A while ago I discovered a new app called Swell, which is a way to listen to and discover new audio content such as podcasts and radio shows. The more you listen to and rate, the better the app gets are recommending content to you.
There’s something that I love about audio content. For some reason, listening to content feels like I’m more focused. I feel less distracted and I feel like I understand and retain more.
I’ve been using Swell at the gym and I really love it. A few nights ago I listened to a Freakonomics Radio Podcast on Swell that talked about the idea of failing and why failing is a good thing.
The podcast had a lot of UX lessons in it that I think are really relevant to user experience design and product development. You should definitely listen to it yourself, but I wanted to point out two key UX lessons.
Lesson 1: Do not catch “Go Fever”
In the podcast, they tell the story of the Challenger space shuttle and how ultimately what lead to the crash in 1986 was the fact that the people who had the final say had “go fever” and ignored multiple attempts that engineers made to warn them of the risks involved in the launch.
Incase you don’t know the full story, the short version is that the temperatures in Florida were forecasted to be very very cold the day of the launch. The very cold temperatures were of concern to the engineers because a certain part of the shuttle, called O-Rings, had never been tested under such temperatures and the engineers were not confident that it was safe.
The engineer in charge of signing some type of “go” paperwork was so concerned that he refused to sign it and he made his boss sign it. Unfortunately, the worst happened and the Challenger blew up. If you’re interested in reading more, check out the book Truth, Lies, and O Rings by the engineer Allan McDonald who was on the Challenger project.
The moral of the story is that you shouldn’t launch just for the sake of launching. Don’t launch just to make a deadline. Don’t launch just to get some press. Don’t launch just to beat someone.
Launch when you are ready.

Exercise goal – Continue the post about UX lessons from a Freakonomics podcast on failure, starting after its final line.

Given records –
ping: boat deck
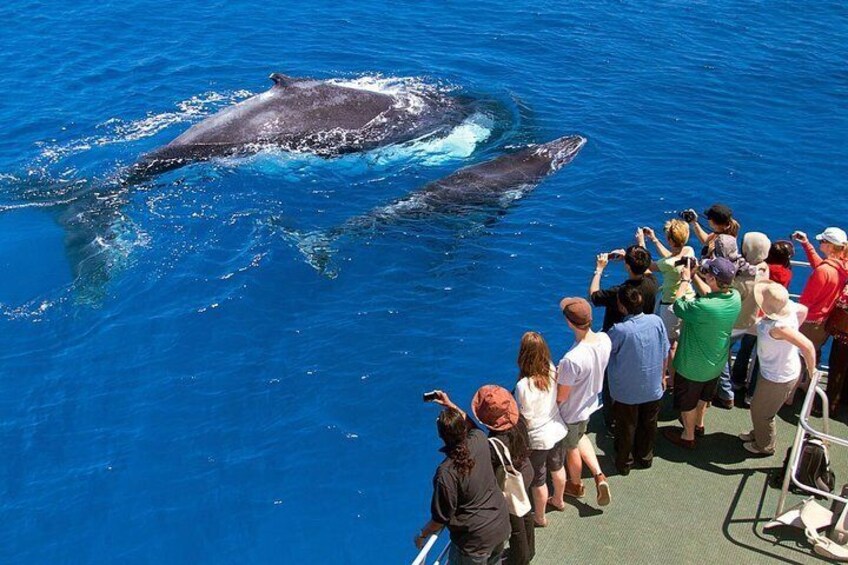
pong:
[533,394,848,565]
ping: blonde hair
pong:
[518,332,553,392]
[664,218,689,247]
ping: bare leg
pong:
[680,408,704,441]
[668,340,677,386]
[565,446,583,485]
[577,435,601,477]
[530,484,548,525]
[695,400,707,428]
[546,467,565,508]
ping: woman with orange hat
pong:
[471,385,536,565]
[415,391,510,565]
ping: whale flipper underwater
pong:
[48,73,476,302]
[126,73,470,183]
[287,135,586,276]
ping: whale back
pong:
[168,80,400,149]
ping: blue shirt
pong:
[607,314,669,404]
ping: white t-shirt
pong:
[515,365,566,449]
[557,332,612,424]
[757,303,801,383]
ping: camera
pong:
[674,257,698,269]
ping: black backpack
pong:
[769,436,836,494]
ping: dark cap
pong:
[471,385,518,432]
[559,297,592,328]
[701,257,736,286]
[704,204,733,226]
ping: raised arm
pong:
[589,253,609,297]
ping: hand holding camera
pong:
[680,208,698,224]
[791,231,809,243]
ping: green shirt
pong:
[674,290,742,382]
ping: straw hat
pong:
[754,281,793,320]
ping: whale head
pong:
[535,135,586,173]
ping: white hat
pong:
[754,280,792,320]
[816,228,848,247]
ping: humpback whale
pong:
[287,135,586,276]
[127,73,469,182]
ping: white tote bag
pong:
[489,437,531,516]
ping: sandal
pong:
[548,497,565,512]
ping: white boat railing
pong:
[412,530,450,565]
[775,371,848,517]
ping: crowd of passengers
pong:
[415,204,848,565]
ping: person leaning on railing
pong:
[792,227,848,404]
[415,391,510,565]
[471,385,544,565]
[739,280,816,455]
[825,285,848,417]
[515,332,566,527]
[682,204,740,259]
[636,219,695,386]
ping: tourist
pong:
[825,285,848,417]
[589,245,659,331]
[766,239,795,288]
[415,391,510,565]
[470,385,544,565]
[663,257,742,449]
[713,232,771,408]
[733,239,795,407]
[792,227,848,362]
[589,245,659,430]
[607,286,669,476]
[636,219,695,383]
[515,332,566,527]
[681,204,740,258]
[557,298,608,506]
[739,280,816,455]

Written reply –
Lesson 2: Stop having post-mortems, start having pre-mortems
In the podcast, they interview Gary Klien who is the author of a book called Seeing What Others Don’t: The Remarkable Way We Gain Insights.
Gary makes a great point that in the medical setting, post-mortems benefit everyone involved (family, physicans, etc) except for … the patient.
So, Gary had a cool idea to develop the notion of pre-mortems. In a pre-mortem, the idea is that everyone is to assume that the project has launched and then create a list of what did go wrong. This is very different that operating under the assumption that something might go wrong.
In a postmortem, the goal is to come up with as many reasons as possible concerning what did go wrong.
Then, whoever is in charge walks everyone through all the ideas and the product or launch plan is adjusted accordingly based on the findings.
I think this is a really great exercise for product teams. I imagine if product teams did pre-mortems a lot of problems could be avoided. I think this would only work if all teams within an organization were represented (eg. marketing, business development, tech, product, design). The reason for this is that so many times, problems arise from miscommunication between these teams. So, having all these teams conduct a pre-mortem could likely get the teams talking sooner and help avoid big projects during or after a product launch.